> **DIRECTIVE**:
Keep the pictures out and restate every record exactly.

[LISTED RECORDS start]

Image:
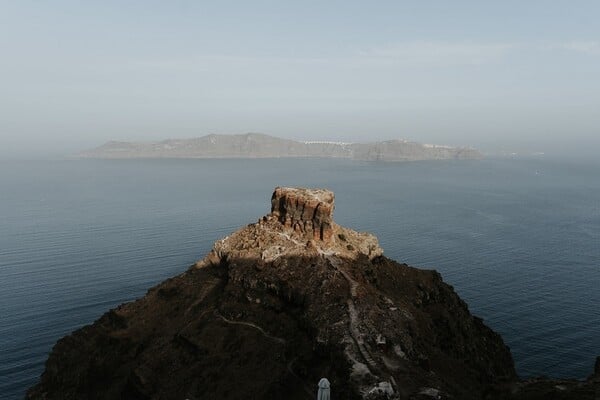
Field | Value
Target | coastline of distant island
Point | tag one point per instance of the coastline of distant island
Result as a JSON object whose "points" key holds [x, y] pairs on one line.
{"points": [[257, 145]]}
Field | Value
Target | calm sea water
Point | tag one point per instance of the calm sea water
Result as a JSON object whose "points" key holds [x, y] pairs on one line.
{"points": [[518, 239]]}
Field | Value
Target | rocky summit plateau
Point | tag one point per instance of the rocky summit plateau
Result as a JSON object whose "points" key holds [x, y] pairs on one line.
{"points": [[256, 145], [283, 302]]}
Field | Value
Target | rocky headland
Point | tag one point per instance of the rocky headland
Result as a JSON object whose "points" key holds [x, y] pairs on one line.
{"points": [[283, 302], [256, 145]]}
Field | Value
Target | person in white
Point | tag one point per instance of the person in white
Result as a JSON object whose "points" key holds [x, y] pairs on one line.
{"points": [[324, 386]]}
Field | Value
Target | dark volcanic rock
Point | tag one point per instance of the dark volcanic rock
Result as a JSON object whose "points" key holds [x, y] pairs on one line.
{"points": [[269, 311]]}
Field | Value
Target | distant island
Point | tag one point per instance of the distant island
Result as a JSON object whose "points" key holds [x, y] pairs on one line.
{"points": [[256, 145]]}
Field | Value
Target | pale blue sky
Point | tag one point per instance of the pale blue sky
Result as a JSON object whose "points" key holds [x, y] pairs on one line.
{"points": [[509, 75]]}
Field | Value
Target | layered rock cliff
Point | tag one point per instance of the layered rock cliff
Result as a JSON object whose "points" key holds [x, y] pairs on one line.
{"points": [[255, 145], [281, 303]]}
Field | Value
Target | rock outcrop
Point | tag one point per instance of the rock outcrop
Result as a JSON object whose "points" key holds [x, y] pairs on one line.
{"points": [[306, 211], [274, 307]]}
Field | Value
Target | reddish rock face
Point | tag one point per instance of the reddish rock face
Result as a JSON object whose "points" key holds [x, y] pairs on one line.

[LISTED RECORDS end]

> **EXERCISE RESPONSE**:
Image:
Field | Value
Target | coastline of distant island
Point | tag one point per instance of the coastline of distant island
Result as a JSON object whose "points" key holds [x, y] pairs on one line.
{"points": [[257, 145]]}
Field | Value
Target | calm sea water
Point | tag one point per instance of the calm sea water
Result as a JSON object whose "points" key holds [x, y] pairs on one line.
{"points": [[518, 239]]}
Field | Value
Target | rocky summit plateau
Point | tag one point per instance of the rocky summit plateau
Result as a JSON object whose "points" key holds [x, y] pairs on one line.
{"points": [[256, 145], [283, 302]]}
Field | Value
Target | rocky headland
Point | tag one point per instance of the rocky headland
Result as a JSON object whose "points" key holds [x, y] pairs on one line.
{"points": [[283, 302], [256, 145]]}
Field | Value
Target | person in white
Point | tag one point per instance of the person in white
Result as a JSON object whose "points" key holds [x, y] pairs on one line.
{"points": [[324, 386]]}
Field | Value
Target | dark volcanic rock
Point | tag one point per instance of the dark volcanic rock
Result as a JSON object whose "points" key holds [x, y] pairs on one line.
{"points": [[269, 311]]}
Field | Value
Target | distant island
Point | tag one point per instance of the distant island
Result as a JSON object whose "points" key holds [x, y] pairs on one line.
{"points": [[256, 145]]}
Field | Value
Target | pale blue sky
Point | tag one point per instance of the pale blue sky
Result as a JSON object whose "points" key holds [x, y] pairs on one line.
{"points": [[509, 75]]}
Field | Value
Target | layered rock cliff
Point | tag one point per instance of the layered rock cliff
Result as a JSON object whose "points" key holds [x, y] pairs on one line.
{"points": [[255, 145], [281, 303]]}
Field | Value
Target | rock outcrop
Point | tag one point per instance of the rock outcrop
Result as a JSON object whose "points" key holds [x, y] pairs on one line.
{"points": [[306, 211], [274, 307]]}
Field | Value
Target | reddish rock face
Point | tag one point per instance of the reddish rock face
Result as a JSON object whose "points" key holds [x, y] pairs on one line.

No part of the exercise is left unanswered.